§ Artikel
Washington. Die vielen Twitter-Skandale des zweitreichsten Menschen der Welt gefährden nun auch Tesla. Dessen Aktie ist um 60 Prozent gefallen.

Seit sein Privatvermögen um 100 Milliarden Dollar geschrumpft und er nicht mehr der reichste Mensch der Welt ist, zahlt E-Mobil-Revolutionär Elon Musk mit ganz kleiner Münze heim. Als neuer Boss von Twitter hat er Medienberichten zufolge Mietzahlungen für die Konzern-Zentrale in San Francisco auf Eis gelegt. Ebenso versprochene Abfindungen an Hunderte von ihm gefeuerte Mitarbeiter.

§ Aufgabe 1
Um wie viel Prozent ist die Tesla-Aktie laut dem Artikel gefallen?

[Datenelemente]
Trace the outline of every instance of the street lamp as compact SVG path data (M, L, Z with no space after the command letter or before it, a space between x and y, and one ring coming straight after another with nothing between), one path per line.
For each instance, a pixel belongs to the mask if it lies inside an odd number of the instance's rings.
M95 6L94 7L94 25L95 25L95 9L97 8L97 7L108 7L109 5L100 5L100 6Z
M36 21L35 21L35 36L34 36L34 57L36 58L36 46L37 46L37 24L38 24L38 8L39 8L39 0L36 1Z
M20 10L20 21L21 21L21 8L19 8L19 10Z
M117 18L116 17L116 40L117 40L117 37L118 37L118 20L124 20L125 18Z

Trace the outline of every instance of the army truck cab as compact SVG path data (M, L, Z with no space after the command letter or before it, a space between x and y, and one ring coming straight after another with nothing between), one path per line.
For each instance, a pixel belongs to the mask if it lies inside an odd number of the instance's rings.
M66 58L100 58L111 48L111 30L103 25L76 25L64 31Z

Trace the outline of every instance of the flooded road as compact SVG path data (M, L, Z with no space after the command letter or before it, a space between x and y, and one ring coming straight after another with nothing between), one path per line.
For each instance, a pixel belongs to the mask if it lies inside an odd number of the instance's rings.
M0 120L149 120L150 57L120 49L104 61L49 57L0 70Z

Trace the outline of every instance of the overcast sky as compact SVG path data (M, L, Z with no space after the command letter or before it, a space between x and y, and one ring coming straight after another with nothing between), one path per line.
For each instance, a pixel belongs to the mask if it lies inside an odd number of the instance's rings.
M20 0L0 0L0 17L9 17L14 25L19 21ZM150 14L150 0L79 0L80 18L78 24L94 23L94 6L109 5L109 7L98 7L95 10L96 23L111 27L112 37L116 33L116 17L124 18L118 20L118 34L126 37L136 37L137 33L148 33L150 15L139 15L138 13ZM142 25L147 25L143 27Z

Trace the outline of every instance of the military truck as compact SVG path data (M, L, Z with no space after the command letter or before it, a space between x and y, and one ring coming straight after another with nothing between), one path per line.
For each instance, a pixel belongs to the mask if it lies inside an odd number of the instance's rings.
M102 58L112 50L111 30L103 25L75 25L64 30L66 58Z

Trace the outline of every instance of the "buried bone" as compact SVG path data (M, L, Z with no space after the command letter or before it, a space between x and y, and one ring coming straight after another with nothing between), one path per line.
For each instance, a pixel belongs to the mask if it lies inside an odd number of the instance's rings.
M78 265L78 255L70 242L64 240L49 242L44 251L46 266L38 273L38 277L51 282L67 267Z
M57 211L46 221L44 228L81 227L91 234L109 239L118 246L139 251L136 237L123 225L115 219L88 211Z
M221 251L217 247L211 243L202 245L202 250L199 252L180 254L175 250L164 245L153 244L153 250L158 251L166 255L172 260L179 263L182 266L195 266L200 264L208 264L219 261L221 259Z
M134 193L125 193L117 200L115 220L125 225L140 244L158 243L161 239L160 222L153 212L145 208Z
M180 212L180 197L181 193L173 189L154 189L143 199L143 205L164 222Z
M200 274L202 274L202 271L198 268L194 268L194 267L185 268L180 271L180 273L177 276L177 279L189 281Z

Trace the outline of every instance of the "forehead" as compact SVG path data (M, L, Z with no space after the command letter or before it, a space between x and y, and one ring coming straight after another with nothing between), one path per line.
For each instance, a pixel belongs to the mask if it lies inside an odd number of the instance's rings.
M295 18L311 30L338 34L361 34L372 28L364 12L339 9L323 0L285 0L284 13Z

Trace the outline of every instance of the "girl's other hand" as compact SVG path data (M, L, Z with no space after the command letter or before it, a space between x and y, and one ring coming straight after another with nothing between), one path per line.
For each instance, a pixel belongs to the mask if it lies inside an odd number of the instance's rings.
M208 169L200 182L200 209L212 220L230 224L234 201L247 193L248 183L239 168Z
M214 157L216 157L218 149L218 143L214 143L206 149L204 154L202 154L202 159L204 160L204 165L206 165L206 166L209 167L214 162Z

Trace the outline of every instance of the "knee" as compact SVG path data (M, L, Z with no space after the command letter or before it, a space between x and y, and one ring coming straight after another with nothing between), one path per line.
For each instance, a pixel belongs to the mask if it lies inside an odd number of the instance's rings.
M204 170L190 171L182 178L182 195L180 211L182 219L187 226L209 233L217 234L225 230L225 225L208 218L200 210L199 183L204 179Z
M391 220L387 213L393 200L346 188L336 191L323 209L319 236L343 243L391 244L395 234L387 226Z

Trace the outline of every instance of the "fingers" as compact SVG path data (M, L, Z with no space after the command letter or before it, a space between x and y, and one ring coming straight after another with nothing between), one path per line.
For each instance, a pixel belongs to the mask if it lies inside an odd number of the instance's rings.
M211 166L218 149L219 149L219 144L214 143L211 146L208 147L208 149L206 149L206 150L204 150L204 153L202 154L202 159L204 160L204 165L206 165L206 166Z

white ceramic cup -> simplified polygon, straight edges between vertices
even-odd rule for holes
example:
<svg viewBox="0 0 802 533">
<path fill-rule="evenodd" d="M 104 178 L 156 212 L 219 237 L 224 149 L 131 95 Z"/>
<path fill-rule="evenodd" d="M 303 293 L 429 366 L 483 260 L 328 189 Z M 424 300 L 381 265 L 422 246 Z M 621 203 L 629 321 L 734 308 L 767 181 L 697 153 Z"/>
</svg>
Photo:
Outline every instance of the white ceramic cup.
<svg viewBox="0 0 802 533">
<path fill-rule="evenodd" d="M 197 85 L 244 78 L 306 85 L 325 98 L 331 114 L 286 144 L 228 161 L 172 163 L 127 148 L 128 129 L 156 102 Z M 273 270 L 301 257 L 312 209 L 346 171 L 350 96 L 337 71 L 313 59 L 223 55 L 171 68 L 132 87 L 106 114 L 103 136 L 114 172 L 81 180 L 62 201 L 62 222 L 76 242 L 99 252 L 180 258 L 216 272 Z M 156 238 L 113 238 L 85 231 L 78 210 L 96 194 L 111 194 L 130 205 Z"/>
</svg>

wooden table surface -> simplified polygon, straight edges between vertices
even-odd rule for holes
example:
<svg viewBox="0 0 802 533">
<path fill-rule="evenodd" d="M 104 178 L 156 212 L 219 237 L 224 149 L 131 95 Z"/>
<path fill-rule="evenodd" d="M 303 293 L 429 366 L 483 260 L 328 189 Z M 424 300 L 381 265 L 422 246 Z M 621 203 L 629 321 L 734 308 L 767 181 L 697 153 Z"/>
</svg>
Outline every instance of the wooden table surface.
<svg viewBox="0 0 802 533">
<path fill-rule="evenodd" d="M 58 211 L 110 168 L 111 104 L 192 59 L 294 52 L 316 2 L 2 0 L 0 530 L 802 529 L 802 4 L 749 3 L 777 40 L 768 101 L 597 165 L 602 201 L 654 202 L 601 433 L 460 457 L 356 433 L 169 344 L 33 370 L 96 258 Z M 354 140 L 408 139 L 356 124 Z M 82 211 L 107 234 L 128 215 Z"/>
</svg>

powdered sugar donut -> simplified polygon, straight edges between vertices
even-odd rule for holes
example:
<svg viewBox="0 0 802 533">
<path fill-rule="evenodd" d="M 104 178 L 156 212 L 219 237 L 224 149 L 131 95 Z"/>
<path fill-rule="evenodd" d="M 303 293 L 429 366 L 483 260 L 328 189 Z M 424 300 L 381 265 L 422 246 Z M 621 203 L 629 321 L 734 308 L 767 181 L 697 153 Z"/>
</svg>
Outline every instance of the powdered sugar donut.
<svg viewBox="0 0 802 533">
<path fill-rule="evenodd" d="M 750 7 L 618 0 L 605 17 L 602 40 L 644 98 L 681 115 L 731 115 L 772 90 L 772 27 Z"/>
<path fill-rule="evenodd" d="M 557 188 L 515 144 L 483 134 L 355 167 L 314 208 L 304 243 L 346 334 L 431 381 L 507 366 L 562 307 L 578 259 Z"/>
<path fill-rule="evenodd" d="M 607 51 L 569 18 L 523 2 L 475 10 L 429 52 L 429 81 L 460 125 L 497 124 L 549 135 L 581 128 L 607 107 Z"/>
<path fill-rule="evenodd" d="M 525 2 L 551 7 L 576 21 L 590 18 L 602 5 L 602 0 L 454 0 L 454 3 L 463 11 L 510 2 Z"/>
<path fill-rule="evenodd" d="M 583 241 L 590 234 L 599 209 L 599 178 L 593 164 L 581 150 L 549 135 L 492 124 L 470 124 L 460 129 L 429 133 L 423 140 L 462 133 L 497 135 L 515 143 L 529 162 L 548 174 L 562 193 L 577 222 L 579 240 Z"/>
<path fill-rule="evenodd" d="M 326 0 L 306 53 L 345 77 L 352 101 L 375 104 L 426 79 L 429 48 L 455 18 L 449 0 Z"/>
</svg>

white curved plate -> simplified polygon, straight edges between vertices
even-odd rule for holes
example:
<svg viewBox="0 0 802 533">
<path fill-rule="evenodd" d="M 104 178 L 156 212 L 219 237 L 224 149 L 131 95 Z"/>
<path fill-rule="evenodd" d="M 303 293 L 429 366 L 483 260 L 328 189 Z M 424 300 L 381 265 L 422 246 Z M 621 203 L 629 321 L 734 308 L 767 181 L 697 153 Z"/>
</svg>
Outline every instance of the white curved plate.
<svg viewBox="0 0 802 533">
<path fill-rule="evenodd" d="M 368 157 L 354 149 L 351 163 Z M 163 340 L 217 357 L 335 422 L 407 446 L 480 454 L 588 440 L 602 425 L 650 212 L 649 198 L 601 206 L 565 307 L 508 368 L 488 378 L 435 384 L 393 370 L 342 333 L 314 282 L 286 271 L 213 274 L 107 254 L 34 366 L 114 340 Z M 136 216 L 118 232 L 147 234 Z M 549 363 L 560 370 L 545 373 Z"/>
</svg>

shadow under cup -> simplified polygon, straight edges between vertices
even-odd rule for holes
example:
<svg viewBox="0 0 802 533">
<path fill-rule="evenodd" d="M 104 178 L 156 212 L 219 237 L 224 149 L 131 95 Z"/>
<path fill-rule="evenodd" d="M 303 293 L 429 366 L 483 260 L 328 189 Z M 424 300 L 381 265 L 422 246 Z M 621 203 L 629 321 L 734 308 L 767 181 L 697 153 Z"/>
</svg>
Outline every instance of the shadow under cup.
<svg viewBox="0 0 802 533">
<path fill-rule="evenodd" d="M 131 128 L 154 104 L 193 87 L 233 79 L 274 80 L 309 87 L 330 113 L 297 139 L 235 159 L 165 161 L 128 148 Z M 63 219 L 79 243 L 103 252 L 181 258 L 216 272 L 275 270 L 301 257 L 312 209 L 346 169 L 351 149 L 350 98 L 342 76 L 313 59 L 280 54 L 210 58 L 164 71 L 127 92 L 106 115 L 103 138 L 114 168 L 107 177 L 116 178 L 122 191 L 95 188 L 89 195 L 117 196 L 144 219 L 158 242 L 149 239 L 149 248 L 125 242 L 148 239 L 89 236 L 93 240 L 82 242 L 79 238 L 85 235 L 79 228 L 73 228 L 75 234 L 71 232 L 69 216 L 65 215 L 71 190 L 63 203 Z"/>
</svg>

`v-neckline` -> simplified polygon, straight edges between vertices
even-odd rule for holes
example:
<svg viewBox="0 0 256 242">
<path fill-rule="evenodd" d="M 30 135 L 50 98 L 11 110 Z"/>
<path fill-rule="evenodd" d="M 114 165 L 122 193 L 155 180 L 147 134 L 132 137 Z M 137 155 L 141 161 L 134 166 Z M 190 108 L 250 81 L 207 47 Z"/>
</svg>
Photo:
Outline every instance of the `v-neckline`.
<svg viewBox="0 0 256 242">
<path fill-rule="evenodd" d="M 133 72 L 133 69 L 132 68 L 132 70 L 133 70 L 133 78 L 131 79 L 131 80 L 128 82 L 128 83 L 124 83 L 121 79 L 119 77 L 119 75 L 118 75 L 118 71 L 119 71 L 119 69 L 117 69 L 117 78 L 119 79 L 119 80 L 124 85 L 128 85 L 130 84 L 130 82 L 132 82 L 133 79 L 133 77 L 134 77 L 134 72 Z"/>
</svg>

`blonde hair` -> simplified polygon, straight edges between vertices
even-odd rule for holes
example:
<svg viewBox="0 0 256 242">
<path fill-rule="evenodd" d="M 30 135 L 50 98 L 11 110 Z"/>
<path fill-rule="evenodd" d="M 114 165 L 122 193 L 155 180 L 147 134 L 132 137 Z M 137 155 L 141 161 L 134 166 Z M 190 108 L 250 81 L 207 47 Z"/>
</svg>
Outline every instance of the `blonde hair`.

§ Aufgabe 2
Ordne die Datenzeilen vom Anfang bis einschließlich der Zeile mit „M95 6L94 7L94“ als Markdown-Tabelle mit den Spalten Nr und Zeile an und lass dabei Leerzeilen weg.

§ Musterlösung 1
Um 60 Prozent.

§ Musterlösung 2
| Nr | Zeile |
|---|---|
| 1 | Trace the outline of every instance of the street lamp as compact SVG path data (M, L, Z with no space after the command letter or before it, a space between x and y, and one ring coming straight after another with nothing between), one path per line. |
| 2 | For each instance, a pixel belongs to the mask if it lies inside an odd number of the instance's rings. |
| 3 | M95 6L94 7L94 25L95 25L95 9L97 8L97 7L108 7L109 5L100 5L100 6Z |